In the text, in what grade did the writer begin learning French in school?
== Document section
I come from the officially bilingual province of New Brunswick.  When I was in school we started learning French in Grade 2.  Back then they had more of a "natural" approach to teaching it:  I recall that we used the same textbook year after year in the middle grades. (The first dialogue started with the words "To connais Marcel Martin?") It wasn't till Grade 8 that we seriously started learning to conjugate verbs.

I remember the CBC show Chez Helene, a 15-minute show that came on just before--or was it after?--The Friendly Giant. (It seemed to be a female counterpart to that all-male show.) There was a mouse puppet called Susie, and they sang songs like "Il eat un petit navire." I don't think I learned much French from it.

When I was young, I read some French comic books. (You could find a lot of that in New Brunswick libraries.) My favourite was the series about Asterix, a short Gaul who drank a magic potion like Popeye's spinach, and beat up Roman soldiers.  In one adventure he saw an aqueduct being built and said, "The Romans are ruining the countryside with their new construction!" I also came across Tintin, and Petzi, a little bear cub who sailed a boat around the world with his friends:  the original was in Danish.

When I was in London, England, twenty years ago, I was making small talk with a Frenchman and mentioned that Canada had bilingual food labels so I knew that the French for bran flakes is "flocons de son." He said that in France they're called "les bran flakes"!

Sunday, August 28, 2016

My least favourite...

My least favourite food is unfresh fish and undercooked potatoes. (And I don't like ratatouille either.) Onions and tomatoes are two foods I've never liked.

My least favourite sound is the noise you make when you're sawing through a piece of styrofoam. (Try it sometime!)

One movie that I thought overrated is Life Is Beautiful.  The whole thing was stupid, shameless and rather tasteless.  It's the sort of movie that asks you to believe that Nazis would bring their own kids to a concentration camp for a children's party! (In real life, of course, a concentration camp is the last place they'd take them, next to the battle front.) All so they can have a "Roberto Benigni meets a Nazi child" scene!
====
== Data excerpts
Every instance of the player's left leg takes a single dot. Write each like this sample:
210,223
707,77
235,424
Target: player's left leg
====
## Answer to the task
Grade 2